La construction des lignes : la main d'oeuvre.

J'ai très peu de renseignements sur les hommes qui ont construit les lignes du tramway. C'est vrai que la main d'oeuvre a du être moins importante que pour la construction d'une ligne de chemin de fer classique ; les six lignes des TTG étaient en majorité construites en bordure de route :  un simple décapage de macadam sur 35 cm de profondeur, la pose de ballast ou de mâchefer et la voie était posée, sauf dans les zones inondables (ou l'entre rail était pavé) et la traversée des villes et villages.  Mais sur la ligne 6, il y a eu des ouvrages d'art (ponts, tunnels) et des parties de lignes en site propre qu'il a bien fallu aménager, nécessitant donc une main d'oeuvre plus importante . L'examen attentif des photos de la construction du tunnel de Castelsagrat m'a poussé à y réfléchir. J'ai à ma disposition deux ouvrages "Les piqués de l'aigle" de Claude Harmelle une étude sociologique sur Saint Antonin Noble Val et sa région qui traite en profondeur de la construction de la ligne Montauban au Lot au milieu du XIX ème siècle ; deuxième ouvrage "Cahors-Moissac une ligne ferroviaire oubliée 1920-1930" de Paul Dausse qui retrace l'épopée de la construction de cette ligne jamais achevée. Le mérite de ces deux ouvrages est qu'il laisse une grande place aux hommes qui ont travaillé sur ces deux chantiers, l'un bien avant la construction des TTG et l'autre après.

Les chantiers de construction de voies ferrées apportent du travail dans les campagnes tarn et garonnaises où de nombreux hommes sont sous employés. Claude Harmelle écrit : "... le Courrier du Tarn et Garonne parle de 575 employés, en ce moment (mai 1855) aux travaux du chemin de fer dans le canton de St Antonin ; et un  mois plus tard le chiffre s'élève à 848 ! Sur ce total, tous ne sont  pas étrangers au pays : l'attrait des salaires de 2.50 F à 3 F par jour pour les terrassiers est vif pour une population laborieuse mal rémunérée." Beaucoup d'hommes de St Antonin, peu qualifiés seront embauchés comme terrassiers, mais on emploiera aussi des tailleurs de pierres, maçons, charpentiers, mais aussi des charretiers et rouliers...

= LES DONNÉES =
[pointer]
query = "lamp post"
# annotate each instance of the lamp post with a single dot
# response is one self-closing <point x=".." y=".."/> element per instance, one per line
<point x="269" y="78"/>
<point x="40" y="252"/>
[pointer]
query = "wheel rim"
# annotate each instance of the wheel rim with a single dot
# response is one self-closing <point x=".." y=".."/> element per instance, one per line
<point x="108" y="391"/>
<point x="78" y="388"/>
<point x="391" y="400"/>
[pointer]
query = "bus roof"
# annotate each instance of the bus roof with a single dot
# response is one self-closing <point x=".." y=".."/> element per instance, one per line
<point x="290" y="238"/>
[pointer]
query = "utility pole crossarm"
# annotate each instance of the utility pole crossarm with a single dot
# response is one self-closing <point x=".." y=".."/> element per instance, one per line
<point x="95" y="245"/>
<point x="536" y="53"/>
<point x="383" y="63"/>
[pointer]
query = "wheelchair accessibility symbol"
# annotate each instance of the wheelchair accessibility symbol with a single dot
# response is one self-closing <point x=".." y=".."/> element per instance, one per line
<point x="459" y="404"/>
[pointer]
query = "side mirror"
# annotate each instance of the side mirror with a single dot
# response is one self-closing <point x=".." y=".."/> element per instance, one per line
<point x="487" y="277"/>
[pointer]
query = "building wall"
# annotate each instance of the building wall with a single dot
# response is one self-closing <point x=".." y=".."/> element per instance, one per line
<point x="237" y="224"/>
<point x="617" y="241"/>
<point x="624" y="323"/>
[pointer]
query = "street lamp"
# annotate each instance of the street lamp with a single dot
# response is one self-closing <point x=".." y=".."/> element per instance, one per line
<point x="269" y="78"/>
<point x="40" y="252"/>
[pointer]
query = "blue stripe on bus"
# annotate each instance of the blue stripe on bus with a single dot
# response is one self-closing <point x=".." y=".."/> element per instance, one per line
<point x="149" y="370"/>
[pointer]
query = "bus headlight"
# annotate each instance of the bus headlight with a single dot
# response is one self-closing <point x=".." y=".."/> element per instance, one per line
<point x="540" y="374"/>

= CONSIGNES =
A. Selon le texte sur la construction des lignes du tramway, pourquoi la main-d'œuvre a-t-elle sans doute été moins nombreuse que pour une ligne de chemin de fer classique ? Répondez en une à trois phrases.
B. Dans le texte sur la construction des lignes du tramway, transformez en liste le paragraphe qui commence par « J'ai très peu de renseignements ». Gardez ses faits principaux.
C. Prolongez le texte sur la construction des lignes du tramway à partir de sa dernière phrase.
Les entrées proviennent d'une autre source.

= RÉSULTATS =
A. Les six lignes des TTG étaient en majorité construites en bordure de route. Il suffisait de décaper le macadam sur 35 cm de profondeur et de poser du ballast ou du mâchefer, puis la voie. Les zones inondables, où l'entre-rail était pavé, et la traversée des villes et villages faisaient exception.

B.
- Les renseignements sur les hommes qui ont construit les lignes du tramway sont très rares.
- La main-d'œuvre a dû être moins importante que pour une ligne de chemin de fer classique. Les six lignes des TTG étaient surtout construites en bordure de route : on décapait le macadam sur 35 cm, on posait du ballast ou du mâchefer, puis la voie. Les zones inondables, à l'entre-rail pavé, et la traversée des villes et villages faisaient exception.
- La ligne 6 comportait des ouvrages d'art (ponts, tunnels) et des parties en site propre. Leur aménagement a demandé davantage de main-d'œuvre.
- Les photos de la construction du tunnel de Castelsagrat sont à l'origine de cette réflexion.
- Deux ouvrages sont disponibles. Le premier, « Les piqués de l'aigle » de Claude Harmelle, est une étude sociologique sur Saint Antonin Noble Val et sa région ; il traite de la construction de la ligne Montauban au Lot au milieu du XIXe siècle. Le second, « Cahors-Moissac une ligne ferroviaire oubliée 1920-1930 » de Paul Dausse, retrace la construction de cette ligne jamais achevée.
- Ces deux ouvrages font une grande place aux hommes de ces chantiers, l'un antérieur aux TTG, l'autre postérieur.

C.
Un train venant de Lexos va traverser le tunnel de Saint Antonin puis arriver à la gare. Remarquer le gabarit du tunnel creusé pour la double voie.

"Mais l'essentiel de la main d'oeuvre la plus qualifiée est une population nomade, qui a travaillé sur d'autres chantiers... et qui se déplace au fur et à mesure des ouvertures de tracés(1). Le Courrier du Tarn et Garonne écrit : cent ouvriers belges, enfants et jeunes filles, viennent d'arriver dans nos contrées dans l'espoir dans l'espoir de prendre part aux travaux de creusement du chemin de fer section de Montricoux à Montauban."


Le tunnel du rocher de Bonne. Il a fallu creuser six tunnels entre Montauban et Lexos. Remarquer que la place de la deuxième voie est occupée par un chemin piétonnier qui a l'air bien utilisé....

Conséquence inévitable pour la vie du village : "Cet important brassage de population provoque une croissance remarquable des mariages.." et par conséquence sur la natalité. "Mais tout n'est pas rose dans ce bilan et les accidents du travail sont nombreux sur ces chantiers à la technique et à l'outillage rudimentaires. La longueur et le rythme des journées de travail, la hâte des entrepreneurs, l'alcoolisme qui parait répandu sur les chantiers, augmentant les risques physiques et concourent sans doute à la poussée de la mortalité qui est remarquable dans toutes les localités traversées par la voie. En 1856, deux forts éboulements de roches font six morts entre Najac et Monteils, et en 1857, un autre éboulement fait 17 morts près d'Aubin..."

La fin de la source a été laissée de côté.